Source: Aviation Weekly

Belt and Road China G7 Infrastructure
The G7’s $600 billion response to China’s Belt and Road Initiative is here. This is how to make sure it succeeds.

This summer, Group of Seven (G7) leaders followed on their 2021 promise to develop the new six hundred billion dollar Partnership for Global Infrastructure and Investment (PGII)—described as “a values-driven, high-impact, and transparent infrastructure partnership to meet the enormous infrastructure needs of low- and middle-income countries.” The PGII, plus the two hundred billion dollars pledged by US President Joe Biden over the next five years to support it, represents the most integrated and demonstrable alternative by the United States and its allies and partners to China’s Belt and Road Initiative to date.

But where do we go from here?

ACTIONS TO TAKE –
(A) In the article on the G7's infrastructure partnership, how much did US President Joe Biden pledge over the next five years to support the PGII?
(B) Continue the article on the G7's infrastructure partnership, starting after its last sentence.

DATA EXCERPTS –
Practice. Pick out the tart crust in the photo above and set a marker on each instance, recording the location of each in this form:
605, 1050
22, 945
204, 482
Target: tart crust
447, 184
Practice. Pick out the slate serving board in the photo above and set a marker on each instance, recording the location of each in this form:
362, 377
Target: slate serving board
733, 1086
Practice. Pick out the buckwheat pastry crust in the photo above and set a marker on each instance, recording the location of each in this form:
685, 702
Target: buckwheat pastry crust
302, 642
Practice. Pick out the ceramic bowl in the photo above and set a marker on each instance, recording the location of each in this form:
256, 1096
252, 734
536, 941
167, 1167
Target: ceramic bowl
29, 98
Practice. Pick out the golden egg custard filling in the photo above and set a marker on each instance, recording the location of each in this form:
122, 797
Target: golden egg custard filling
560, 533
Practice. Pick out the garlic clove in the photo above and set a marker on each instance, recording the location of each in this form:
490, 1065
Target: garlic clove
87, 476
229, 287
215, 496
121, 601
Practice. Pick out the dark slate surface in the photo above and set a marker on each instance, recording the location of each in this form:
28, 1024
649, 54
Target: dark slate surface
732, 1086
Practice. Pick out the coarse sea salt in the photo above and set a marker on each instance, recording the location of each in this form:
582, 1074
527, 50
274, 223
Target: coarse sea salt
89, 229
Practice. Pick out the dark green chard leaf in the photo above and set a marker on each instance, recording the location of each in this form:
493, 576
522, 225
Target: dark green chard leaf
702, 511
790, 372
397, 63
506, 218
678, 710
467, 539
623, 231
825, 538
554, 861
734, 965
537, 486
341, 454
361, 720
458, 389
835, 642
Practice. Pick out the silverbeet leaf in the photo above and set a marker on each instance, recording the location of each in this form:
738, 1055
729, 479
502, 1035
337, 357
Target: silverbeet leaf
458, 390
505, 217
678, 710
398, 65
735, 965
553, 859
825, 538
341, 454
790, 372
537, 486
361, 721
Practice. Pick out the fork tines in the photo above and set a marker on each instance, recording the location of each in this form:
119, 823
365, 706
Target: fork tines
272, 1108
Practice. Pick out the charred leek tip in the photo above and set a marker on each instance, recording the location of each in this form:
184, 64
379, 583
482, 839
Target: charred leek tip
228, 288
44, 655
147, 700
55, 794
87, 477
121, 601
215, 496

RESPONSES TO THE EXERCISE –
(A) Two hundred billion dollars.

(B)
The White House has announced a series of early PGII wins to emphasize that the initiative is already more than a press release, including a wide and eclectic group of projects addressing infrastructure, energy, health care, digital infrastructure, food security, climate change, urban development, and more. They range from solar power in Angola to vaccine manufacturing in Senegal to a modular nuclear reactor in Romania to submarine cables extending from Singapore to France. But skeptics will question whether this is simply the latest in a long list of infrastructure-related efforts announced—but not followed through with—in recent years.

With billions of dollars already nominally tied to previous announcements about Build Back Better World, the Indo-Pacific Economic Framework, Global Gateway, the Blue Dot Network, and more, it’s only fair to ask what makes PGII different or more impactful. It presents an opportunity to address the procedural and structural obstacles that have hampered multilateral cooperation in the past.